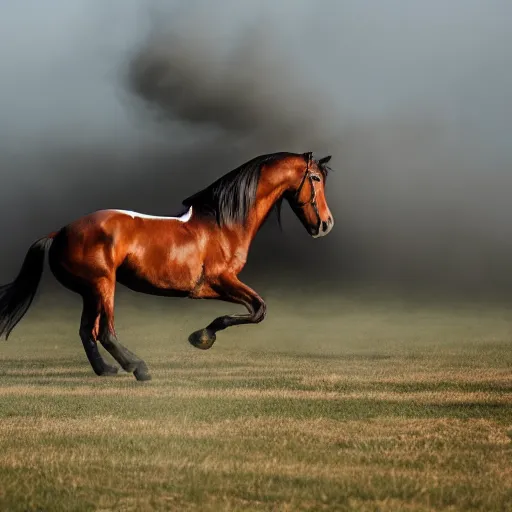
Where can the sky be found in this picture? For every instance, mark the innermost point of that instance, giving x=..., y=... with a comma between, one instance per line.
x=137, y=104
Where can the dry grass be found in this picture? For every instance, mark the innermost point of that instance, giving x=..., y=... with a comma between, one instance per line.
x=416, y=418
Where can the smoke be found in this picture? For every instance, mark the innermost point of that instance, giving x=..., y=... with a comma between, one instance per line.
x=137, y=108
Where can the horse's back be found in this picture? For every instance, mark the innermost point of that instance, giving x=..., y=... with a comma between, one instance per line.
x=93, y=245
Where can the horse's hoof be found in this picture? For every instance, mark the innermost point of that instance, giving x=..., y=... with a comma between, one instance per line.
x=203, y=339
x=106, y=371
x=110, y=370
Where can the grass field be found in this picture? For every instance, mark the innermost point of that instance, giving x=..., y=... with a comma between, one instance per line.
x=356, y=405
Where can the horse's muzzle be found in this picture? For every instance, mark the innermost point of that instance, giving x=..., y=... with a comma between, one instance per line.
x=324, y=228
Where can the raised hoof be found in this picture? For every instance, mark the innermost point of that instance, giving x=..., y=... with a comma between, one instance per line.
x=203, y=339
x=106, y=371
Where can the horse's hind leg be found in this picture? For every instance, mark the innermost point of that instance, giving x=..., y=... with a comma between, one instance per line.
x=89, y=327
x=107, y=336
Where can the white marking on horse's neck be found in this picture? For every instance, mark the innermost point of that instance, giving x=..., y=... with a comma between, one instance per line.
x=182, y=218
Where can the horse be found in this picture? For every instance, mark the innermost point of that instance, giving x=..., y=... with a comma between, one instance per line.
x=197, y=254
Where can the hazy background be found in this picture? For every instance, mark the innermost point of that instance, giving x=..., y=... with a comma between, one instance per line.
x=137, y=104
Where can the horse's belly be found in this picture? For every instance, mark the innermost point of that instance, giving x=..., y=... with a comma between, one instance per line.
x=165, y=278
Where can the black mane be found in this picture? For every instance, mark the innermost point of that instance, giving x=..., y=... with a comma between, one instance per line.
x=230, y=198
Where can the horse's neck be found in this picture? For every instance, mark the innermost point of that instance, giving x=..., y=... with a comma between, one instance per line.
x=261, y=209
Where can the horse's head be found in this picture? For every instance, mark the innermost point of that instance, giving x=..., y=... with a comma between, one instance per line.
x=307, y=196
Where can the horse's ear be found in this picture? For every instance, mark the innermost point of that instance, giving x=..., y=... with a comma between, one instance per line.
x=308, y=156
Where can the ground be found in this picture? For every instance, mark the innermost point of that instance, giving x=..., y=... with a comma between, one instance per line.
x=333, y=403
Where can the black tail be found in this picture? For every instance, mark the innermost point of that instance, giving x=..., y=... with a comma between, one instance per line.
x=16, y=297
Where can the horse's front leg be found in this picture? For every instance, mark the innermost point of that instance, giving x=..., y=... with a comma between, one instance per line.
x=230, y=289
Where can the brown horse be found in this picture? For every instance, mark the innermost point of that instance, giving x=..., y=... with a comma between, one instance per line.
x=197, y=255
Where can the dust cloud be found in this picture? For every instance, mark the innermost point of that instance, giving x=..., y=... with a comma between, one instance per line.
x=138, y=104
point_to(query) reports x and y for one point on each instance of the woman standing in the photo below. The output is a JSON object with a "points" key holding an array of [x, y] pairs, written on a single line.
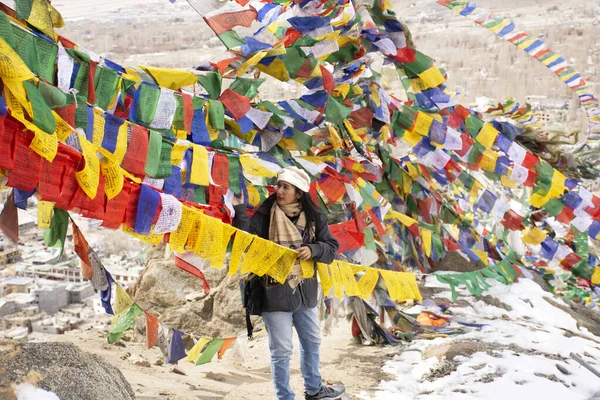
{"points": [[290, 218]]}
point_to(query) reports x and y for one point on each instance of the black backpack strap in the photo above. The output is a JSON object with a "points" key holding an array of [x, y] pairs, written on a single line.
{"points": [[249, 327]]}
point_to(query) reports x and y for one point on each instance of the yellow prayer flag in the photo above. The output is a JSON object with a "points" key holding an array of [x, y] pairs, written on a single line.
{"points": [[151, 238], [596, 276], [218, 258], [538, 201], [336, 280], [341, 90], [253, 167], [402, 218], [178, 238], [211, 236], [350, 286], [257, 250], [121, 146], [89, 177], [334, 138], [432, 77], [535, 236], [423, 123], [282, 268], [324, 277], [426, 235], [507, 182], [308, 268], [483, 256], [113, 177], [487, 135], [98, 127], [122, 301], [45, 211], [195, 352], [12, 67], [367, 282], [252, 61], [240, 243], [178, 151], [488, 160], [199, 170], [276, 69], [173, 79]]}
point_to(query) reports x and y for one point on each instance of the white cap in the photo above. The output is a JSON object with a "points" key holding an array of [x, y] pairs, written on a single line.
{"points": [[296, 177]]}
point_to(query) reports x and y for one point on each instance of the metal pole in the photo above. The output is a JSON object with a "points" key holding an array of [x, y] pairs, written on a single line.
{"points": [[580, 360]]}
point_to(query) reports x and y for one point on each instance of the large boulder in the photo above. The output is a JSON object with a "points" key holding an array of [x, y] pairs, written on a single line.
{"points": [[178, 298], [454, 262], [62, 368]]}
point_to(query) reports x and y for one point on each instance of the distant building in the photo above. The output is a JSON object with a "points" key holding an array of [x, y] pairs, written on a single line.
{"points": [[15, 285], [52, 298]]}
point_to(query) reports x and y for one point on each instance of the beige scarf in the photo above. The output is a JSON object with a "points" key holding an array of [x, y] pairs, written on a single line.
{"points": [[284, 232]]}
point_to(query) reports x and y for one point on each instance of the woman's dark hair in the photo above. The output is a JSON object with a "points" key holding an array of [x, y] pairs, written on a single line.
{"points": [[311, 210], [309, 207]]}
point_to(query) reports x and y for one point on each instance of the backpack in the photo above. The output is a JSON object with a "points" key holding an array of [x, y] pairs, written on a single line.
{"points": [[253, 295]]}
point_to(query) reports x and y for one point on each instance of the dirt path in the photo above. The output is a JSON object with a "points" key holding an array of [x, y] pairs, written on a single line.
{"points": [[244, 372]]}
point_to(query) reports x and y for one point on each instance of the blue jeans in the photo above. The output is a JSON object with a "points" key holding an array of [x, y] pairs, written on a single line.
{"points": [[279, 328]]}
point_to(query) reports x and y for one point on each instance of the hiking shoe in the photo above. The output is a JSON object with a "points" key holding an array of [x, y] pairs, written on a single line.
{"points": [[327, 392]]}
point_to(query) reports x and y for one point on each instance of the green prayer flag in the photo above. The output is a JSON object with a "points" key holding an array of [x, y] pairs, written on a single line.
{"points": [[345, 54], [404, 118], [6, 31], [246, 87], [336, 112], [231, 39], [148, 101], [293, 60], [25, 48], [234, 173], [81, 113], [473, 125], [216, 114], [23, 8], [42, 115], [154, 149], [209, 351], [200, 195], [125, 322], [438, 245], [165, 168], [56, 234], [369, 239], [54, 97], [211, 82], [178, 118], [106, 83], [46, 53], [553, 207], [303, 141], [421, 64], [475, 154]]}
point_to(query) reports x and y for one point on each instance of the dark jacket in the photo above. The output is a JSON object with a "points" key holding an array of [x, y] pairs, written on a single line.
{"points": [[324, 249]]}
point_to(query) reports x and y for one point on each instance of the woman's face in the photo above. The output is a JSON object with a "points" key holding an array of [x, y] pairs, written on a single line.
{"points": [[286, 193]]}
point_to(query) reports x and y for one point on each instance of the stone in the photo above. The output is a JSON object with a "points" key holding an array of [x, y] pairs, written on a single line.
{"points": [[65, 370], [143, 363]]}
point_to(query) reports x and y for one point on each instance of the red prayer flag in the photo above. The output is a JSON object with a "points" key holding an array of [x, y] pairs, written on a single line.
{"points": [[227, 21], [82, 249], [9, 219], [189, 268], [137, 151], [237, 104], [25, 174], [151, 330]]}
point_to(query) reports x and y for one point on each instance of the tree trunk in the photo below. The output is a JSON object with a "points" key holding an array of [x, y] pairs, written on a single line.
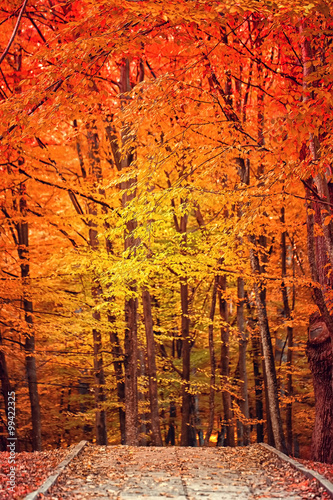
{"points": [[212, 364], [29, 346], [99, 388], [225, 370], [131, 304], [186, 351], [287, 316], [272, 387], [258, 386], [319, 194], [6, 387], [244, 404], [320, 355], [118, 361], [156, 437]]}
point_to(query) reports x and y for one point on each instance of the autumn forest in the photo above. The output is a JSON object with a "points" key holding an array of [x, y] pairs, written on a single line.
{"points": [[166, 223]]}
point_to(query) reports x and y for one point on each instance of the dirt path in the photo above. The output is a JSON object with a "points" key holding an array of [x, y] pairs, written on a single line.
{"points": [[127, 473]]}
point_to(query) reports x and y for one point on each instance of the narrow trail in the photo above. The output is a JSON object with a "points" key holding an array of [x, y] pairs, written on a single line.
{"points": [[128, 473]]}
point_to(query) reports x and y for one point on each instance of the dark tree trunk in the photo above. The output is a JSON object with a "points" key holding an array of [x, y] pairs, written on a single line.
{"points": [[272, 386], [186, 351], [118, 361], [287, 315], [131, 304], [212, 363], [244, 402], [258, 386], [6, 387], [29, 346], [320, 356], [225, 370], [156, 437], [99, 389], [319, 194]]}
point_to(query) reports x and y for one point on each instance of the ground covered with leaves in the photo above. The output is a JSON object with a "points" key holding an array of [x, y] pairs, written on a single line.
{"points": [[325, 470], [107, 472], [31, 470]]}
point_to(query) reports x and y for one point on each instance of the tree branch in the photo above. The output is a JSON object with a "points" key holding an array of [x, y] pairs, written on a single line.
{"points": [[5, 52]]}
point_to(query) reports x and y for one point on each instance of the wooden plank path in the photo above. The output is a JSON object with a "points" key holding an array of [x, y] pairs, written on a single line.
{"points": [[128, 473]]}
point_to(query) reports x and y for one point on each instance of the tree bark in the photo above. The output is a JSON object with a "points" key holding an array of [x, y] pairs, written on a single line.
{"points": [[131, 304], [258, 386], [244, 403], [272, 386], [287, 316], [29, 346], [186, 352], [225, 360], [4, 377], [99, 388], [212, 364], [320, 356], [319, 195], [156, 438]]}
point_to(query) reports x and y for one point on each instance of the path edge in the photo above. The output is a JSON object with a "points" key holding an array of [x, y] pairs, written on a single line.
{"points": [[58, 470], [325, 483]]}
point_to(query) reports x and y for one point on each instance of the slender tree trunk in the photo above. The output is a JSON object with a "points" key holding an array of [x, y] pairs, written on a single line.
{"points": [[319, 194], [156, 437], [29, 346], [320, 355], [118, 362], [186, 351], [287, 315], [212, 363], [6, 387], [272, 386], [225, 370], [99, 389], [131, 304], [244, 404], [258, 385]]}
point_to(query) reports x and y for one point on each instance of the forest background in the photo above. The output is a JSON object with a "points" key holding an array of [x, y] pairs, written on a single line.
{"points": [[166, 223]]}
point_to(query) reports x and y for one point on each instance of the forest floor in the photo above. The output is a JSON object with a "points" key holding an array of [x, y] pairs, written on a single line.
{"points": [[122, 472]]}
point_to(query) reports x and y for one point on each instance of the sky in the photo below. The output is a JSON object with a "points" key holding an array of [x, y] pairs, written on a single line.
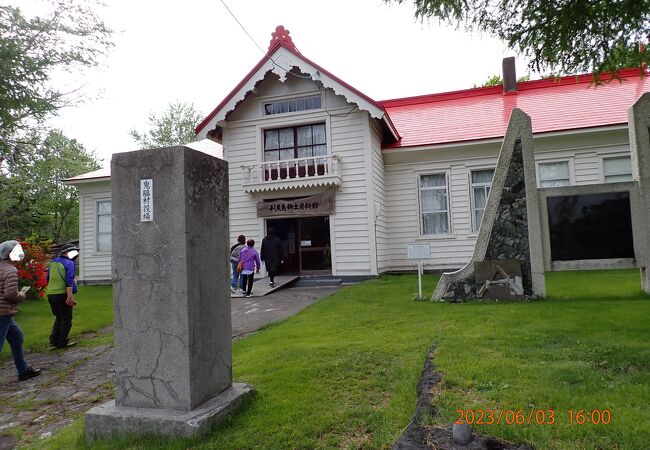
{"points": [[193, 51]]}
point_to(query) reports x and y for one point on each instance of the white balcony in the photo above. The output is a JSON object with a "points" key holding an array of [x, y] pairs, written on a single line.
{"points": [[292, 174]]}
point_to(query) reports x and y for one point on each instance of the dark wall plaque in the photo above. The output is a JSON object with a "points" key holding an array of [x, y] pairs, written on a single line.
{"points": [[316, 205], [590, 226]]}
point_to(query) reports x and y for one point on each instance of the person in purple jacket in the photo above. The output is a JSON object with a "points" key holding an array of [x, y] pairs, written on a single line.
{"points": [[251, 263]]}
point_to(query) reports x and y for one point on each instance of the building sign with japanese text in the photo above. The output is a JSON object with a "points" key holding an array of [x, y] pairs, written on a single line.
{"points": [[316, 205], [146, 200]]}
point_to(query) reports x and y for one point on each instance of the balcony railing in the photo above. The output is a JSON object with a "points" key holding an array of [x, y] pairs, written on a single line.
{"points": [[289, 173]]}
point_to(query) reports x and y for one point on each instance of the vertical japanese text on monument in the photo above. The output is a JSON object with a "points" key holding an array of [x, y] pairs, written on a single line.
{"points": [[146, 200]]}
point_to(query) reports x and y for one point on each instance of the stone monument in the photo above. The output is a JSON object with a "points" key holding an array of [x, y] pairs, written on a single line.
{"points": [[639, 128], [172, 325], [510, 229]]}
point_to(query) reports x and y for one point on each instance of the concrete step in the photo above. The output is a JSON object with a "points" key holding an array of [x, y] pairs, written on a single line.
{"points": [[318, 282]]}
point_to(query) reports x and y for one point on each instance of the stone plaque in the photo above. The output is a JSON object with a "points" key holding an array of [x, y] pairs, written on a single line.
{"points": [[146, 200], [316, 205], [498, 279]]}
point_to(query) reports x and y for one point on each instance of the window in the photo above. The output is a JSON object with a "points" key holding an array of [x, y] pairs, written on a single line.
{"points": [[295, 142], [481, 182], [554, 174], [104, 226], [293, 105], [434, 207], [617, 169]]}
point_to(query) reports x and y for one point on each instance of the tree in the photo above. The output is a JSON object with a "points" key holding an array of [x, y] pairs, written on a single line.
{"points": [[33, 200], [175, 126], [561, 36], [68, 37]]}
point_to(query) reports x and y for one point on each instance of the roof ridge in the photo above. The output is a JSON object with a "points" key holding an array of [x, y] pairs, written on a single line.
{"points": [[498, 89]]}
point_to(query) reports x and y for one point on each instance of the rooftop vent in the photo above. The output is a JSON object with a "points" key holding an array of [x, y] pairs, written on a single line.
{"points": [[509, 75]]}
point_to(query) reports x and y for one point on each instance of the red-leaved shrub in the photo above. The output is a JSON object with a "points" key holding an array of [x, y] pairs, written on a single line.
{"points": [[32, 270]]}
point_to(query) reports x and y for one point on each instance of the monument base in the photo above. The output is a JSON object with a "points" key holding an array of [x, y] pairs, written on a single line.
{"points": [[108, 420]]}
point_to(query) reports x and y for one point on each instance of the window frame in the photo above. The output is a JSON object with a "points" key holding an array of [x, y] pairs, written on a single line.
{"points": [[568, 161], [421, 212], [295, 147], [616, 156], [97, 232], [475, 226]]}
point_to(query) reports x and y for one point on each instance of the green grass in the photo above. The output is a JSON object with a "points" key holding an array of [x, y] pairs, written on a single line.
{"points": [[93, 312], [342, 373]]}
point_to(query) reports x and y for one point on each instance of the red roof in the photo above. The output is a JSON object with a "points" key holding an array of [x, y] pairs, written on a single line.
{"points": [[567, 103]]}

**Exercise objective**
Lay out the lines of the listing above as a JSON list of strings, one string per line and blank lines left out, starting at the line containing "Where can the horse's belly" and ending at the line containing "x=230, y=289", both included.

**Reply**
[
  "Where can the horse's belly be found in this picture? For every instance, mark the innermost point of that instance, giving x=..., y=... with a comma between, one instance per line.",
  "x=165, y=278",
  "Where can the black mane be found in this picture? For every instance, mark the innermost point of that instance, giving x=..., y=... with a comma between, one instance per line.",
  "x=230, y=198",
  "Where can the horse's neck be found in this picture? For every instance, mark the innermost point of that instance, giving x=..., y=... with a comma between, one instance per line.",
  "x=261, y=209",
  "Where can the horse's head be found in this picture? For every instance, mark the innermost point of that instance, giving x=..., y=... with a comma between, one instance per line.",
  "x=307, y=196",
  "Where can the horse's ear be found in this picture? For every instance, mark the innermost point of that instance, giving x=..., y=... with a comma between, one instance per line.",
  "x=308, y=156",
  "Where can the ground be found in this picture? For every instance, mark the innermost point of that instance, giving x=..., y=... with a comma between, one instance per line.",
  "x=333, y=403",
  "Where can the black tail be found in this picture? For every instance, mark the innermost point of that instance, giving x=..., y=... with a comma between, one instance per line.",
  "x=16, y=297",
  "Where can the horse's front leg be found in this picture? For every instance, mark the innermost point of that instance, giving x=..., y=... with a comma between, one instance per line.",
  "x=230, y=289"
]